What you have to do » Print the line that contains "For the benchmark, mark every instance of the dark" and every line after it through the last line of the records below, exactly as written and nothing else.

Records shown »
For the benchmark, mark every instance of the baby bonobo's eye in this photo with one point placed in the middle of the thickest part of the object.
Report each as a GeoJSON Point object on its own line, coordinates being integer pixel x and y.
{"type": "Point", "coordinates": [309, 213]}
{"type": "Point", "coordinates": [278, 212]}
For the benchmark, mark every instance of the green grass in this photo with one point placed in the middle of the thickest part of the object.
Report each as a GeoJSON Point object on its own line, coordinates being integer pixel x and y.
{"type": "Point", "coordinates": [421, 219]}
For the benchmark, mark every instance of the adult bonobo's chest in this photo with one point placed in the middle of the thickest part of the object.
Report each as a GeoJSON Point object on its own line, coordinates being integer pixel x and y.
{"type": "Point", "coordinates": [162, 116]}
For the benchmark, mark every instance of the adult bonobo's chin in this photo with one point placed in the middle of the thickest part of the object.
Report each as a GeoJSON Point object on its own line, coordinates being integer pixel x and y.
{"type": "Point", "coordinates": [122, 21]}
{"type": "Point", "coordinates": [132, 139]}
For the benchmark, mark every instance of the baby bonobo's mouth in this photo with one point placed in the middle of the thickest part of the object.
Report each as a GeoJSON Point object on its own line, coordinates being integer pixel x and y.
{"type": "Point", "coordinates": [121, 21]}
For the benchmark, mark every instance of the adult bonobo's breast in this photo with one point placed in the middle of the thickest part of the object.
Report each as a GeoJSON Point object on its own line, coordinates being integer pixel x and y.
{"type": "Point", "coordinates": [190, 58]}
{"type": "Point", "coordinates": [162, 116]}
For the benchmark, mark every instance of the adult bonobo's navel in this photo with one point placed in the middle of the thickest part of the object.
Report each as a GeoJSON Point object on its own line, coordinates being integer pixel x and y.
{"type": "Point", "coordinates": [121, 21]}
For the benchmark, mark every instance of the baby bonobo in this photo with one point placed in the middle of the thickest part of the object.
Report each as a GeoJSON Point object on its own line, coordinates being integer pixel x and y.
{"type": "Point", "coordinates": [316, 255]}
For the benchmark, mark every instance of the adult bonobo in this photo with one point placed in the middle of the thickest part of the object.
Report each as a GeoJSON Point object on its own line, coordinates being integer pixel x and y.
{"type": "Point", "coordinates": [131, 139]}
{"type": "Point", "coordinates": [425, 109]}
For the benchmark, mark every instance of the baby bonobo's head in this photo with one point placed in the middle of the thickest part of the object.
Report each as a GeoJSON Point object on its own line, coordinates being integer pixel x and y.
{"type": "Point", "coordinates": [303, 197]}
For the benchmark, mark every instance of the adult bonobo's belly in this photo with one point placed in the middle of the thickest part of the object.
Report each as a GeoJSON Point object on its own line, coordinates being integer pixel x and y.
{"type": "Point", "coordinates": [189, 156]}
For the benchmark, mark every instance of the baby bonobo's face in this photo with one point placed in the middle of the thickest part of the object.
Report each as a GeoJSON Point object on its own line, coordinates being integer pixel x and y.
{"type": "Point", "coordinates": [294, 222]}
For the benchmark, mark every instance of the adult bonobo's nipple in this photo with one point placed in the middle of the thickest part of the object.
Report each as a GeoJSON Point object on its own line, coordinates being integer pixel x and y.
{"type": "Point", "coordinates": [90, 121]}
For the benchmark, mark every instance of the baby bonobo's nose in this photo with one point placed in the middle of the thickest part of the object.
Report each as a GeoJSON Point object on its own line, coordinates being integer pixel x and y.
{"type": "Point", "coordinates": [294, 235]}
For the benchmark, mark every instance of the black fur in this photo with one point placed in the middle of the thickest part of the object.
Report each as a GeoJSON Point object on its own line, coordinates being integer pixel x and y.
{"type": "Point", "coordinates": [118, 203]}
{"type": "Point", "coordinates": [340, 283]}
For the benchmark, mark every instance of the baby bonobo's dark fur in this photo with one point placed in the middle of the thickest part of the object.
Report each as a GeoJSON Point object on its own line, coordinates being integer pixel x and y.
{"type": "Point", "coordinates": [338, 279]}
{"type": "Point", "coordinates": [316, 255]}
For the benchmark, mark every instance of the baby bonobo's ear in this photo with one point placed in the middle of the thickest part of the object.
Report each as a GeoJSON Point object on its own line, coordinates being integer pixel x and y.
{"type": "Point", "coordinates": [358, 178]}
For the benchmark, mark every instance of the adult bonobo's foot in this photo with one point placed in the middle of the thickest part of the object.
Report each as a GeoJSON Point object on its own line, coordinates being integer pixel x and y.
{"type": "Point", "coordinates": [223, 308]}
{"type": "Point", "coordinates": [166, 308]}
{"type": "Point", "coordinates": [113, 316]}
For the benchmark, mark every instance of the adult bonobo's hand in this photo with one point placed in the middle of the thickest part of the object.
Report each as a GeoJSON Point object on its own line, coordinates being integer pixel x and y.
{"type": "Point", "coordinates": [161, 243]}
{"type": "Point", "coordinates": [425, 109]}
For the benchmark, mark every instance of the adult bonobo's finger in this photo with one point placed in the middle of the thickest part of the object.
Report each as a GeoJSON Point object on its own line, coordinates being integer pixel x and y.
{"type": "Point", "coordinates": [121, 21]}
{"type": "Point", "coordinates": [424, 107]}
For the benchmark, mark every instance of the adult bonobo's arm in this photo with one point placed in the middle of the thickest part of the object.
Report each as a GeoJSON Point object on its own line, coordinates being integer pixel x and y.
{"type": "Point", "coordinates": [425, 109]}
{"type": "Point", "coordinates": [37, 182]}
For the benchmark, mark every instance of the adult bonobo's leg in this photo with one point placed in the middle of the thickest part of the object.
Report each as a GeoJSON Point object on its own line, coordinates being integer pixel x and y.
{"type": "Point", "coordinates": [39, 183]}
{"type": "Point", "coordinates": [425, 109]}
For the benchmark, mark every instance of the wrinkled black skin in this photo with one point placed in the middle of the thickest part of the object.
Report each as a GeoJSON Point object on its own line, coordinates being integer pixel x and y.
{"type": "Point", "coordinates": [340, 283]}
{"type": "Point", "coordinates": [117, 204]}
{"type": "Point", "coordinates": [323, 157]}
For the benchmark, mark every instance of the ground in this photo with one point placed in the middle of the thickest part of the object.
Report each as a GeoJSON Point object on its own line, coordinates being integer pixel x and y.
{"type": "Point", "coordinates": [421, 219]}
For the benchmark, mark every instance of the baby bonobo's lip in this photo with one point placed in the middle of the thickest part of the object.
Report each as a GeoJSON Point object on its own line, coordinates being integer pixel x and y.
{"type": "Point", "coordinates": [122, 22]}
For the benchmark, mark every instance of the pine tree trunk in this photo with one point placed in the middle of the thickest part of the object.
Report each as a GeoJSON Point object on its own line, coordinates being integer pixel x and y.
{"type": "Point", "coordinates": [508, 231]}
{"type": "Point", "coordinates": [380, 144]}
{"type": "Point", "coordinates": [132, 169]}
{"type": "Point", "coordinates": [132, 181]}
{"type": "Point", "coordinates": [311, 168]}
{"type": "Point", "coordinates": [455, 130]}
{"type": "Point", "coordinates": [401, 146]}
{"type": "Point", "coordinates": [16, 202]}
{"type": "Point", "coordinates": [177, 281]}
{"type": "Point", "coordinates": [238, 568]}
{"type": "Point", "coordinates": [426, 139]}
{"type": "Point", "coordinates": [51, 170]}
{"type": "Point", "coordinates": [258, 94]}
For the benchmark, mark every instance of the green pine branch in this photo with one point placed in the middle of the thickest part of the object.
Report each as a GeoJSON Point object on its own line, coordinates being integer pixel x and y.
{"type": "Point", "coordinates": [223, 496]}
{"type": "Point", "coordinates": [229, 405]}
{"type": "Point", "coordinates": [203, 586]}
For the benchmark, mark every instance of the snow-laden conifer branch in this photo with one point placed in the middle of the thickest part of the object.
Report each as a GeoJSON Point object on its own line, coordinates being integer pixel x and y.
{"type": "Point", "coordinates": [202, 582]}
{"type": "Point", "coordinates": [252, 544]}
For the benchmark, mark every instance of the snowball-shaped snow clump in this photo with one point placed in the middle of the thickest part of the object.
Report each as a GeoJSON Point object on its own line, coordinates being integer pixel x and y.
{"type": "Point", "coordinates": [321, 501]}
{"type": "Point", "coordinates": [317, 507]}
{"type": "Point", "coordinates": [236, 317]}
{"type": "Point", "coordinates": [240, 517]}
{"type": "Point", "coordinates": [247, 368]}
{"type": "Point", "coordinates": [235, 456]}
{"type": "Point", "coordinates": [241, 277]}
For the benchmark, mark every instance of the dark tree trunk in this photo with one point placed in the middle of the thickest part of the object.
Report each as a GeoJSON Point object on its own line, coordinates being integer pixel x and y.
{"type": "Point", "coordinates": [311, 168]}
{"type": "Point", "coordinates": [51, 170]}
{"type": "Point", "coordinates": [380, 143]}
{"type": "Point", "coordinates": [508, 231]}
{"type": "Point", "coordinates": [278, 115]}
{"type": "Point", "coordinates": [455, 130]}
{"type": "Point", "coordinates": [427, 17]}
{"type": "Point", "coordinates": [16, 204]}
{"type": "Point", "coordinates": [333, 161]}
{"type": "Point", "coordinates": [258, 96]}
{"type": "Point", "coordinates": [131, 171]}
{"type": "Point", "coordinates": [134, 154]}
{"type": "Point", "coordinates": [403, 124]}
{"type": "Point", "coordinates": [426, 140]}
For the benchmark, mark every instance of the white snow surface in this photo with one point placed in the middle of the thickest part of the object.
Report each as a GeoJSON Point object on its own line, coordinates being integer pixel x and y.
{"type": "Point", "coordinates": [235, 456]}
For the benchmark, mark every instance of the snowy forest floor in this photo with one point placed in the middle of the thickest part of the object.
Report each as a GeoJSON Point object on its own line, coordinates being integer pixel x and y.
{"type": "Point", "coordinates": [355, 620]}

Solution for this task »
For the benchmark, mark every instance of the dark tree trunk in this photo with one point placed in the middle of the thickest part of the object.
Report each as a GeoJSON Point object on its own line, coordinates being integer pixel x and y.
{"type": "Point", "coordinates": [311, 168]}
{"type": "Point", "coordinates": [51, 170]}
{"type": "Point", "coordinates": [380, 143]}
{"type": "Point", "coordinates": [508, 231]}
{"type": "Point", "coordinates": [278, 115]}
{"type": "Point", "coordinates": [455, 130]}
{"type": "Point", "coordinates": [427, 17]}
{"type": "Point", "coordinates": [16, 204]}
{"type": "Point", "coordinates": [333, 161]}
{"type": "Point", "coordinates": [258, 96]}
{"type": "Point", "coordinates": [131, 171]}
{"type": "Point", "coordinates": [134, 154]}
{"type": "Point", "coordinates": [403, 124]}
{"type": "Point", "coordinates": [426, 140]}
For the benchmark, mark every instance of the white snow surface in this photo with one point placed in the middle of the thickest part of the object.
Report each as a GeoJSON Point object on its own line, coordinates being integer pixel x and y.
{"type": "Point", "coordinates": [235, 456]}
For the benchmark, mark every instance of the snowy forest floor in this photo with one point placed in the middle of the thickest part of the object.
Report each as a GeoJSON Point object on its own line, coordinates being integer pixel x and y.
{"type": "Point", "coordinates": [355, 620]}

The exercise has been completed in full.